**Text excerpt:**
_____

If you have religious objections or concerns about blood transfusions it is essential that you let the obstetric and haematology team know as soon as possible so they can manage your care appropriately.
How will my labour and birth plan be managed?
The obstetrician and midwives will discuss and agree an individualised birth plan to take into account:
• your medical condition
• the condition of your baby
• your wishes for labour
Most women with SCD will carry their baby to term (37 weeks onwards). If you have had a caesarean previously, SCD should not stop you from attempting vaginal delivery.
If you’ve had hip replacements, it’s important to consider that in your delivery plan. We normally would still aim for a normal delivery.
Induction
If you experience more frequent crises, are unwell, or the baby is not growing as expected it may be advised to induce labour early. Induction is more common among pregnant women with sickling disorders than without due to the possibility of complications with the baby.
Once you are in established labour it is normal to recommend continuous monitoring of the baby until birth.
An anaesthetist will talk to you about pain management. During labour you can have:
• epidural or regional block
• patient controlled analgesia (PCA)
• intravenous paracetamol
If labour does not progress following induction a caesarean section may be necessary and, in certain situations, a caesarean section may be planned without induction.
Going home
If you have had a vaginal delivery and there are no complications, you may be discharged within a few days of delivery.
However, if you have had a caesarean section or experienced complications, depending on your clinical situation, you may be advised to stay longer in hospital to recover.
When you’re discharged, your midwife and health visitor from your local area will visit you at home for monitoring and advice.
Caring for yourself and your baby
If your baby is well and there are no complications, they can stay with you in Queen Charlotte’s & Chelsea Hospital and be discharged with you. It is not possible for you and your baby to be on Fraser Gamble ward or Weston ward post-delivery due to safeguarding and clinical issues.

_____

Data entries
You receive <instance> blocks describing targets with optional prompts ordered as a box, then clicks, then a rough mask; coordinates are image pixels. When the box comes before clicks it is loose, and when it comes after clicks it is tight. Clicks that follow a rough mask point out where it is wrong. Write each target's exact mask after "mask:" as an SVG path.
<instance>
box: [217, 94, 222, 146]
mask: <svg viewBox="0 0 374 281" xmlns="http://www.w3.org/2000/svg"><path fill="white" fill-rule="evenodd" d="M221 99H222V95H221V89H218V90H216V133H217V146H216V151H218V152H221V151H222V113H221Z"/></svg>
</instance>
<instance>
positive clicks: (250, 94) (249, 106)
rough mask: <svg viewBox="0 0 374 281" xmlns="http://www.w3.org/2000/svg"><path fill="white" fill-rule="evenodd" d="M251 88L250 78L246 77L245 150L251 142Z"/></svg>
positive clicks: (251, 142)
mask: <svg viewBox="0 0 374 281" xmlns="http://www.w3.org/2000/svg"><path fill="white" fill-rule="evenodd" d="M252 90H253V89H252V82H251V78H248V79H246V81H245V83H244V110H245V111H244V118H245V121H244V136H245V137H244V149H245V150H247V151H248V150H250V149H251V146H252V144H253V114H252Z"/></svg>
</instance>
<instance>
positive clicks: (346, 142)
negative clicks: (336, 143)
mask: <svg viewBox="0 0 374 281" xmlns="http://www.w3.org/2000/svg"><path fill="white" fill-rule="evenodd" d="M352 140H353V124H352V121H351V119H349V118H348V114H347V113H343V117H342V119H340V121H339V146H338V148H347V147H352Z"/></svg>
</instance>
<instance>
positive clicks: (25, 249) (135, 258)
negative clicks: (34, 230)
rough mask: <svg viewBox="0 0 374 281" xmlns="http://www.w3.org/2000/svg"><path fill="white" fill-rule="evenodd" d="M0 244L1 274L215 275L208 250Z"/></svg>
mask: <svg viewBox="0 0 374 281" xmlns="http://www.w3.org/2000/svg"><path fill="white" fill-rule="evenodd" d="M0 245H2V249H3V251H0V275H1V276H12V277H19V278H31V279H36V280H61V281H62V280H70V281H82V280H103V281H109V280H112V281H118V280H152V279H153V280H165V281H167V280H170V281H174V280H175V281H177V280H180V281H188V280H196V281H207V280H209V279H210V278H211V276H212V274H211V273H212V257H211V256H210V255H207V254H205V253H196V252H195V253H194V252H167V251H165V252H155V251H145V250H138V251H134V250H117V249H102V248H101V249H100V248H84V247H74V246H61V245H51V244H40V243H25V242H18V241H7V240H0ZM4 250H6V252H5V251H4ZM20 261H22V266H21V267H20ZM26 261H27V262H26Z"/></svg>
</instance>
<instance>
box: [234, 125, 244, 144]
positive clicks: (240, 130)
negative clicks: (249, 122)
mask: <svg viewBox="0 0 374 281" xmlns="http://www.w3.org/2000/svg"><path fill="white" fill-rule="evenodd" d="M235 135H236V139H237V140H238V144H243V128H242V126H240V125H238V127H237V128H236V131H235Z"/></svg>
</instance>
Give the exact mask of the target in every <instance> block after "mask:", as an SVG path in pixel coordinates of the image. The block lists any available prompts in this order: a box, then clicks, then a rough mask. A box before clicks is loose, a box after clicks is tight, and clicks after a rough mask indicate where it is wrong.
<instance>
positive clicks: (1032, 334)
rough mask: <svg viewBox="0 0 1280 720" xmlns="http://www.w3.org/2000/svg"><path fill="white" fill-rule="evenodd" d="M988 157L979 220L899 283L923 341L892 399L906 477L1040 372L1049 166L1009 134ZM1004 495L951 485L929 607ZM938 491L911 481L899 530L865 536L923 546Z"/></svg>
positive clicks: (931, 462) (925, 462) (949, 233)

_____

**What this exercise asks:**
1. In the text on labour and birth with sickle cell disease, condense the paragraph beginning "If you experience more frequent crises" into a short list that keeps its main facts.
2. Carry on the text on labour and birth with sickle cell disease, picking up right after its final sentence.

**List of answers:**
1.
- Early induction of labour may be advised if you have more frequent crises, are unwell, or the baby is not growing as expected.
- Induction is more common among pregnant women with sickling disorders than among those without, because of possible complications with the baby.

2.
If your baby was born earlier than expected or smaller than expected, he or she may be admitted to the special care baby unit (SCBU) or neonatal intensive care unit (NICU).
Breastfeeding
You will be encouraged to breastfeed your baby if not advised otherwise by clinical staff. If you have any concerns about breastfeeding, please discuss these with your midwife, health visitor or obstetrician.
The medicines given after birth are safe for breastfeeding with only very few exceptions. The doctors, midwives and pharmacists can answer any questions about breastfeeding and medicines.
Blood spot test
Your baby will be checked after birth by a ‘heel prick’ or ‘blood spot’ test. This will confirm if they may they have sickle cell disease or be a carrier.
If your baby does have SCD, he or she will be referred to the specialist paediatric haematology clinic at St Mary’s Hospital.
You and your baby will also be followed up by the community nurse specialist for further support and advice in your local area.
Support available
Many women are naturally anxious or stressed about how they are going to cope with pregnancy and a baby, particularly if their SCD condition has been severe, or if family or social support is limited.
If you are worried for any reason, please speak to your medical team, midwife, CNS and specialist social worker early on for advice about social support available to you.
If you have psychological concerns about coping during and after pregnancy, we can refer you to our clinical psychologist for counselling.
Contraceptive advice will be given at your postnatal clinic appointment, and this will include the following leaflet: Contraception advice for sickle cell disease patients.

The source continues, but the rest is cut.